**Data provided:**
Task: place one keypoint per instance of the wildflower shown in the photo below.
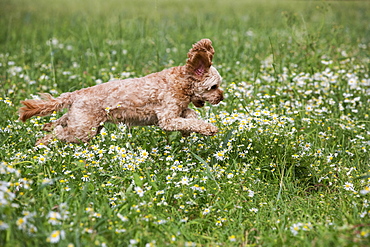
(348, 186)
(232, 238)
(206, 211)
(178, 196)
(139, 191)
(3, 225)
(56, 236)
(85, 178)
(254, 210)
(121, 217)
(184, 181)
(220, 155)
(295, 228)
(54, 218)
(365, 191)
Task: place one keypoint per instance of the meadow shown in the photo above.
(290, 165)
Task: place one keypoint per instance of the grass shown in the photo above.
(289, 167)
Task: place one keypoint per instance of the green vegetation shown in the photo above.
(289, 167)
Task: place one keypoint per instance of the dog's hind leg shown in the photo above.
(61, 121)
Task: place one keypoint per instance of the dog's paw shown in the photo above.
(209, 130)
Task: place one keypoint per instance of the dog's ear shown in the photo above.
(200, 58)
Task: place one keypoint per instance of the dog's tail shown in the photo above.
(45, 106)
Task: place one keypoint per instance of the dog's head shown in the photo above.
(207, 80)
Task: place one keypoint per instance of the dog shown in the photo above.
(160, 99)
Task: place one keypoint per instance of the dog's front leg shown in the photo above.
(191, 114)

**Aim:**
Reproduce all of the data above word for word, from the first line to the last, and leave the pictures out of your copy.

**Exercise answer:**
Task: place one keypoint per instance of the wildflower shown in the photo below.
(348, 186)
(232, 238)
(206, 211)
(178, 196)
(139, 191)
(3, 225)
(56, 236)
(85, 178)
(254, 210)
(121, 217)
(184, 181)
(220, 155)
(295, 228)
(54, 218)
(365, 191)
Task: place one keypoint per instance of the meadow shown in the photo above.
(290, 165)
Task: place one keypoint per instance of the grass shown in the photo above.
(289, 167)
Task: place one keypoint per instance of the green vegetation shown in the photo above.
(289, 167)
Task: place one keypoint per instance of the dog's hind leg shown in the photo above.
(61, 121)
Task: place one keypoint per instance of the dog's paw shown in the photo above.
(209, 130)
Task: place one keypoint per instance of the dog's ear shown in the photo above.
(200, 58)
Task: place one keypoint per instance of the dog's tail shown in the photo above.
(45, 106)
Task: place one keypoint per instance of the dog's head shown in the photo above.
(207, 80)
Task: place one keypoint per instance of the dog shown in the photo above.
(160, 99)
Task: place one keypoint per instance of the dog's front leg shown in the photo above.
(191, 114)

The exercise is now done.